■ **Exercise requirements**:
Images in the records should be skipped while the rest is transcribed verbatim.

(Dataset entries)

▬▬▬

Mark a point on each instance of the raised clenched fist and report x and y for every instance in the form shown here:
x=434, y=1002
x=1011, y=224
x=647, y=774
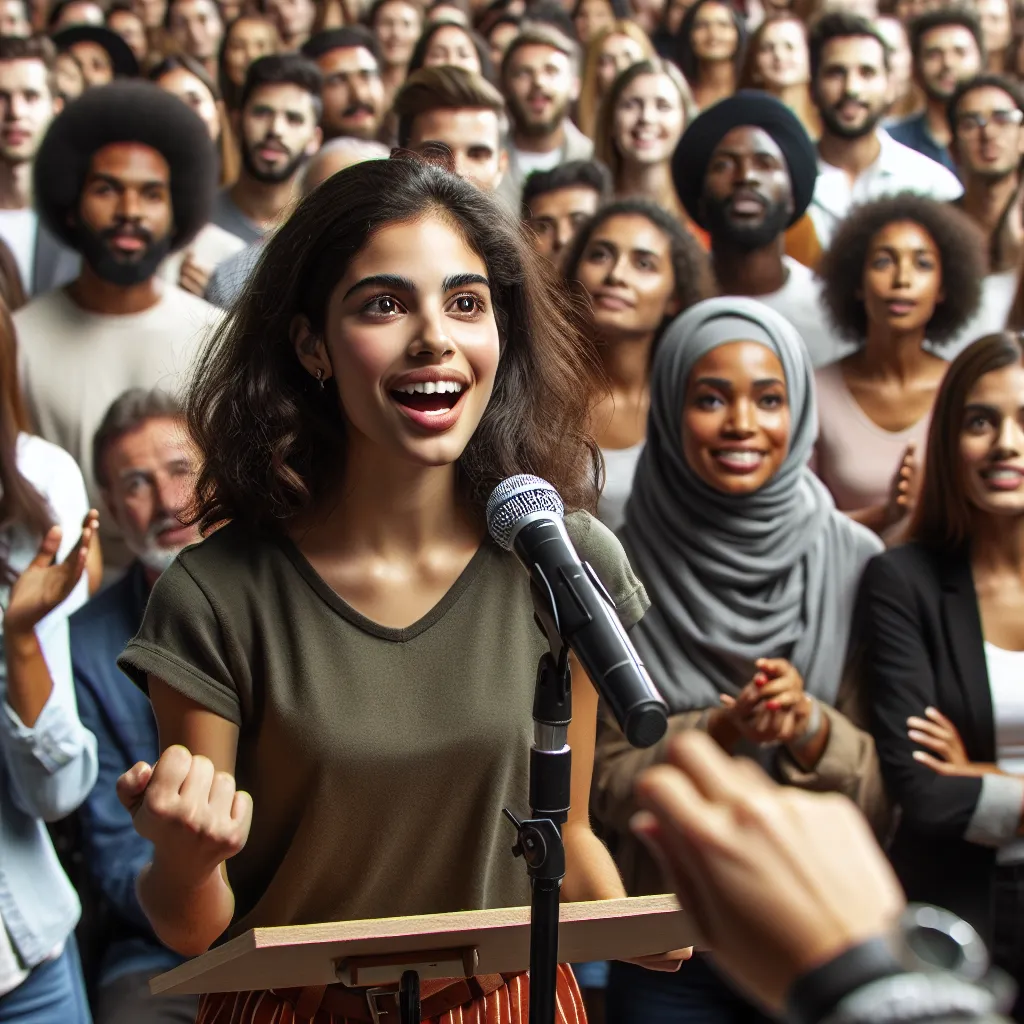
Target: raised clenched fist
x=192, y=813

▬▬▬

■ **Worked solution**:
Mark a point on each instance of the raised clenched fist and report x and y for every instance in the form shown here:
x=434, y=1002
x=1011, y=224
x=647, y=774
Target: raised clenched fist
x=192, y=813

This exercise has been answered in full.